# [Document section]

To understand how the Nernst Equation is applied in calculating cell potentials, let's begin with its general form: The Nernst Equation is expressed as:\[ E_{\text{cell}} = E^{\circ}_{\text{cell}} - \frac{RT}{nF}\ln(Q) \]where:

• \( E_{\text{cell}} \) is the electromotive force (EMF) of the cell;
• \( E^{\circ}_{\text{cell}} \) is the standard cell potential;
• \( R \) is the universal gas constant (8.314 J/(mol·K));
• \( T \) is the temperature in Kelvin;
• \( n \) is the number of moles of electrons transferred in the cell reaction;
• \( F \) is the Faraday constant (approximately 96485 C/mol);
• \( Q \) is the reaction quotient.

At room temperature (25°C), the equation is simplified to:\[ E_{\text{cell}} = E^{\circ}_{\text{cell}} - \frac{0.0591}{n}\log(Q) \]This allows us to compute the cell potential at non-standard conditions.

The Nernst Equation is valuable in electrochemistry because it connects the chemical reaction with its electrical output, predicting how changes in concentration affect the EMF.

# [Task list]
• 1. For each statement (a), (b) and (c), say whether it agrees with the Nernst Equation passage, answering yes or no and quoting the deciding words from the passage. (a) The universal gas constant is given as 8.314 J/(mol·K). (b) The simplified form of the equation is for a temperature of 0°C. (c) The symbol n stands for the number of moles of electrons transferred in the cell reaction.
• 2. In the Nernst Equation passage, what value is given for the Faraday constant?
• 3. Write a continuation of the Nernst Equation passage, starting right after its final sentence.

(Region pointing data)
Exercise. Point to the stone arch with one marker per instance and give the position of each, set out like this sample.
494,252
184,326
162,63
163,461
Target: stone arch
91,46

# [Answer list]
• 1.
(a) Yes: "universal gas constant (8.314 J/(mol·K))"
(b) No: "At room temperature (25°C), the equation is simplified to:"
(c) Yes: "the number of moles of electrons transferred in the cell reaction"

• 2. Approximately 96485 C/mol.

• 3.
In an electrochemical cell, we break down the overall cell reaction into half-cell reactions. Each half-reaction takes place in different compartments called half-cells.

For the given reaction:- **Oxidation Half-Reaction:** \( \text{Zn} \rightarrow \text{Zn}^{2+} + 2e^{-} \) - Here, zinc metal (\( \text{Zn} \)) loses electrons to form zinc ions (\( \text{Zn}^{2+} \)). This is the anode reaction where oxidation occurs.
- **Reduction Half-Reaction:** \( 2\text{H}^{+} + 2e^{-} \rightarrow \text{H}_{2} \) - Protons (\( \text{H}^+ \)) in solution gain electrons to form hydrogen gas (\( \text{H}_2 \)). This is the cathode reaction where reduction takes place.

Understanding half-cell reactions helps us determine which substances are oxidized and which are reduced in the cell, and it is crucial for correctly applying the Nernst Equation later on.

The hydrogen ion concentration is key to determining the pH of a solution using the relation:
\[ \text{pH} = -\log_{10}([\text{H}^+]) \]Calculating the pH involves finding the concentration of \( [\text{H}^+] \) ions in the solution.In the given exercise, after applying the Nernst Equation to find \( [\text{H}^+] \), we determined:- \( [\text{H}^+] = 10^{-8.62} \)
As such, the calculated pH is 8.62.

• Important to remember: a pH below 7 indicates acidity, while above 7 indicates basicity.
• Since the pH is 8.62, the solution is slightly basic.
• This calculation shows how altering conditions (like gas pressure and ion concentration) in galvanic cells can affect pH balance.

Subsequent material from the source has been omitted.